Brief
Transcribe every line exactly. Leave the pictures behind.
— Begin Records for this exercise —
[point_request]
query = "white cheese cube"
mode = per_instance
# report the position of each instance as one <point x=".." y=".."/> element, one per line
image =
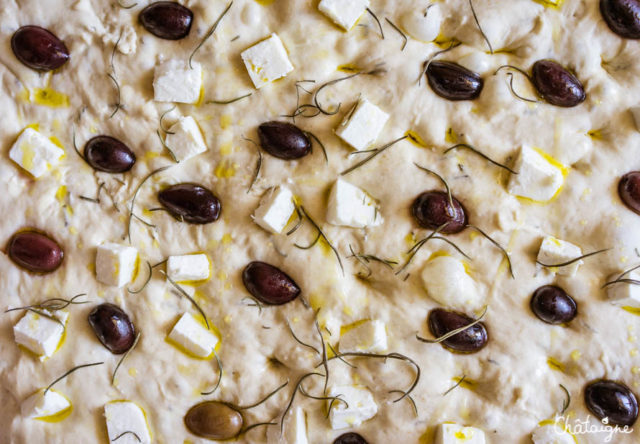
<point x="361" y="407"/>
<point x="350" y="206"/>
<point x="275" y="209"/>
<point x="267" y="61"/>
<point x="184" y="139"/>
<point x="555" y="251"/>
<point x="188" y="267"/>
<point x="175" y="81"/>
<point x="193" y="337"/>
<point x="35" y="153"/>
<point x="537" y="178"/>
<point x="369" y="336"/>
<point x="126" y="416"/>
<point x="344" y="13"/>
<point x="362" y="126"/>
<point x="115" y="264"/>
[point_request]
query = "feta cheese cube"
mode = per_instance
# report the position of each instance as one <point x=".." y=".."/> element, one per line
<point x="115" y="264"/>
<point x="350" y="206"/>
<point x="193" y="337"/>
<point x="175" y="81"/>
<point x="556" y="251"/>
<point x="188" y="267"/>
<point x="40" y="334"/>
<point x="362" y="126"/>
<point x="368" y="336"/>
<point x="275" y="209"/>
<point x="184" y="139"/>
<point x="267" y="61"/>
<point x="537" y="178"/>
<point x="126" y="416"/>
<point x="344" y="13"/>
<point x="361" y="406"/>
<point x="35" y="153"/>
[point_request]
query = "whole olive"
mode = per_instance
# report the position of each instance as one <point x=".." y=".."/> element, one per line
<point x="213" y="420"/>
<point x="269" y="284"/>
<point x="108" y="154"/>
<point x="284" y="140"/>
<point x="190" y="202"/>
<point x="471" y="340"/>
<point x="39" y="48"/>
<point x="611" y="400"/>
<point x="432" y="209"/>
<point x="35" y="251"/>
<point x="167" y="20"/>
<point x="112" y="327"/>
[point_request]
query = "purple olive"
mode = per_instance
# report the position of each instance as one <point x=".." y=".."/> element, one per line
<point x="38" y="48"/>
<point x="269" y="284"/>
<point x="611" y="400"/>
<point x="113" y="327"/>
<point x="284" y="140"/>
<point x="35" y="252"/>
<point x="167" y="20"/>
<point x="108" y="154"/>
<point x="190" y="202"/>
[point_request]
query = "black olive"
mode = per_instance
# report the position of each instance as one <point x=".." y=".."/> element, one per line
<point x="470" y="340"/>
<point x="39" y="48"/>
<point x="108" y="154"/>
<point x="167" y="20"/>
<point x="269" y="284"/>
<point x="35" y="252"/>
<point x="113" y="327"/>
<point x="622" y="17"/>
<point x="191" y="203"/>
<point x="453" y="82"/>
<point x="432" y="209"/>
<point x="284" y="140"/>
<point x="612" y="400"/>
<point x="553" y="305"/>
<point x="556" y="85"/>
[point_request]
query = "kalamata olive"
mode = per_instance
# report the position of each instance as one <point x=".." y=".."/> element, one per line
<point x="213" y="420"/>
<point x="432" y="209"/>
<point x="284" y="140"/>
<point x="622" y="17"/>
<point x="38" y="48"/>
<point x="470" y="340"/>
<point x="108" y="154"/>
<point x="35" y="252"/>
<point x="611" y="400"/>
<point x="453" y="82"/>
<point x="113" y="327"/>
<point x="553" y="305"/>
<point x="191" y="203"/>
<point x="629" y="190"/>
<point x="269" y="284"/>
<point x="167" y="20"/>
<point x="556" y="85"/>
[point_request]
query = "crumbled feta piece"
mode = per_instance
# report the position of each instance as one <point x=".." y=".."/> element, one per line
— End Records for this exercise —
Exercise response
[point_request]
query = "white cheese cube"
mode = per_instance
# report the position of each instance as one <point x=".." y=".."/> element, one per line
image =
<point x="361" y="407"/>
<point x="350" y="206"/>
<point x="275" y="209"/>
<point x="267" y="61"/>
<point x="184" y="139"/>
<point x="555" y="251"/>
<point x="188" y="267"/>
<point x="175" y="81"/>
<point x="193" y="337"/>
<point x="35" y="153"/>
<point x="537" y="178"/>
<point x="369" y="336"/>
<point x="126" y="416"/>
<point x="344" y="13"/>
<point x="362" y="126"/>
<point x="115" y="264"/>
[point_request]
query = "feta cheese cube"
mode = per_instance
# report the position of each instance as one <point x=".." y=".."/> element, one per line
<point x="115" y="264"/>
<point x="350" y="206"/>
<point x="193" y="337"/>
<point x="175" y="81"/>
<point x="556" y="251"/>
<point x="188" y="267"/>
<point x="40" y="334"/>
<point x="362" y="126"/>
<point x="368" y="336"/>
<point x="275" y="209"/>
<point x="184" y="139"/>
<point x="267" y="61"/>
<point x="537" y="178"/>
<point x="126" y="416"/>
<point x="344" y="13"/>
<point x="361" y="406"/>
<point x="35" y="153"/>
[point_request]
query = "whole olive"
mode = per_instance
# report the position of each instance as one <point x=".." y=".."/> element, one per line
<point x="213" y="420"/>
<point x="269" y="284"/>
<point x="108" y="154"/>
<point x="284" y="140"/>
<point x="190" y="202"/>
<point x="471" y="340"/>
<point x="39" y="48"/>
<point x="611" y="400"/>
<point x="432" y="209"/>
<point x="35" y="251"/>
<point x="167" y="20"/>
<point x="112" y="327"/>
[point_request]
query = "purple olive"
mode = per_instance
# report the position of each instance as one <point x=".." y=".."/> element, one per line
<point x="38" y="48"/>
<point x="269" y="284"/>
<point x="611" y="400"/>
<point x="113" y="327"/>
<point x="284" y="140"/>
<point x="35" y="252"/>
<point x="167" y="20"/>
<point x="108" y="154"/>
<point x="190" y="202"/>
[point_request]
query = "black olive"
mode = per_instance
# report the position of each instance as one <point x=".." y=".."/> element, one per line
<point x="470" y="340"/>
<point x="39" y="48"/>
<point x="108" y="154"/>
<point x="167" y="20"/>
<point x="269" y="284"/>
<point x="35" y="252"/>
<point x="113" y="327"/>
<point x="622" y="17"/>
<point x="191" y="203"/>
<point x="453" y="82"/>
<point x="432" y="209"/>
<point x="284" y="140"/>
<point x="612" y="400"/>
<point x="553" y="305"/>
<point x="556" y="85"/>
[point_request]
query = "kalamata olive"
mode = per_instance
# report the position of each instance as one <point x=".." y=".."/> element, one per line
<point x="213" y="420"/>
<point x="432" y="209"/>
<point x="284" y="140"/>
<point x="622" y="17"/>
<point x="38" y="48"/>
<point x="470" y="340"/>
<point x="108" y="154"/>
<point x="35" y="252"/>
<point x="611" y="400"/>
<point x="453" y="82"/>
<point x="113" y="327"/>
<point x="553" y="305"/>
<point x="191" y="203"/>
<point x="629" y="190"/>
<point x="269" y="284"/>
<point x="167" y="20"/>
<point x="556" y="85"/>
[point_request]
query = "crumbled feta piece"
mode = per_instance
# report the position of each instance as one <point x=".." y=".."/> element, one per line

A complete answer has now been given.